TO BE DONE - Collect every line in the entries below that contains the word "pearl", and copy each such line in full.

Object pointing dataset rows:
━━━━━━━━━━

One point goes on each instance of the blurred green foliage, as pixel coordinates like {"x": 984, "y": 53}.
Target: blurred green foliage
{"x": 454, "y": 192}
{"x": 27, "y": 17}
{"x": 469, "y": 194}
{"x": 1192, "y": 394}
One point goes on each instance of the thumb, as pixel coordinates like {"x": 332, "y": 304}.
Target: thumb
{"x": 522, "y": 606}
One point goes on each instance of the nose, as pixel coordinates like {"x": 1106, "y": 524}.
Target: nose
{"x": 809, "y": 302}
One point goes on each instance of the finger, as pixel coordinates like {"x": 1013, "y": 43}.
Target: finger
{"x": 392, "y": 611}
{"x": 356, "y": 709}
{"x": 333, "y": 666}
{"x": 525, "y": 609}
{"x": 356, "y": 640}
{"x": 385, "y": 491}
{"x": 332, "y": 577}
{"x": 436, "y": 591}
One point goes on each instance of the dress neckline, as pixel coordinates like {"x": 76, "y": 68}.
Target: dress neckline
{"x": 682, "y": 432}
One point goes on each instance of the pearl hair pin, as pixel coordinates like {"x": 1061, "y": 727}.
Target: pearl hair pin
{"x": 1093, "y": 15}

━━━━━━━━━━

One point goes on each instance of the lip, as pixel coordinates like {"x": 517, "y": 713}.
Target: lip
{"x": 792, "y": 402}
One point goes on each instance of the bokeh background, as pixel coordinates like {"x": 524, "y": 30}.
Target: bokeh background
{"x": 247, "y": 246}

━━━━━━━━━━

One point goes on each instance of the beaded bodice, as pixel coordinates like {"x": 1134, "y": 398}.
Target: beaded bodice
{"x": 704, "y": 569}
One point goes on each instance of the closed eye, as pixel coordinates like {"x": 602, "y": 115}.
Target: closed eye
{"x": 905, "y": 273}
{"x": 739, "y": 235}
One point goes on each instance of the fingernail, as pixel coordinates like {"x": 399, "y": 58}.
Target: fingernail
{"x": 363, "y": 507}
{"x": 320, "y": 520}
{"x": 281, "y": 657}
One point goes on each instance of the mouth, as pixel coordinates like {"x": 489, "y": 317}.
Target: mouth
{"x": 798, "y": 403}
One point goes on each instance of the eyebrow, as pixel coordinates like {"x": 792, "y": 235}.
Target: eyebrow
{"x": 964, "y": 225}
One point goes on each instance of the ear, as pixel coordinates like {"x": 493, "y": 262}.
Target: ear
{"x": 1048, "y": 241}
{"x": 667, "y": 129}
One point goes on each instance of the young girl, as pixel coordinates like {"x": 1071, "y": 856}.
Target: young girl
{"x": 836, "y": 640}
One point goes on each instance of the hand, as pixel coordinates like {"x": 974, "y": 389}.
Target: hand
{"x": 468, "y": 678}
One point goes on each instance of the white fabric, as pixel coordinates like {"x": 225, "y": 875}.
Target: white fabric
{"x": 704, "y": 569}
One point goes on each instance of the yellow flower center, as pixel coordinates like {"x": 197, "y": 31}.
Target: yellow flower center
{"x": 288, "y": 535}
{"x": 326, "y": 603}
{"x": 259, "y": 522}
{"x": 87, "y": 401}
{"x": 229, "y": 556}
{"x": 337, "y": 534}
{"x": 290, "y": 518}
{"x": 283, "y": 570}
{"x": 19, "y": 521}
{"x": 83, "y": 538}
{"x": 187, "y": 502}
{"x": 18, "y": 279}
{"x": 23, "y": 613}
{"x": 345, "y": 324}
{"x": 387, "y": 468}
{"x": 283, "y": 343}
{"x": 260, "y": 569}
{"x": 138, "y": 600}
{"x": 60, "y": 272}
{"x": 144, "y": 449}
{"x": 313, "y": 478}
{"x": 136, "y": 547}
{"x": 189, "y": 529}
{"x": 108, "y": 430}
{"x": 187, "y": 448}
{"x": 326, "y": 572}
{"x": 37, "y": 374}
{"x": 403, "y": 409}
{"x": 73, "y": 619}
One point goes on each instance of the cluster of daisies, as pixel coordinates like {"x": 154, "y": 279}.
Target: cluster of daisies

━━━━━━━━━━

THE RESPONSE -
One point goes on each instance of the pearl hair pin, as pixel coordinates like {"x": 1061, "y": 727}.
Target: pearl hair pin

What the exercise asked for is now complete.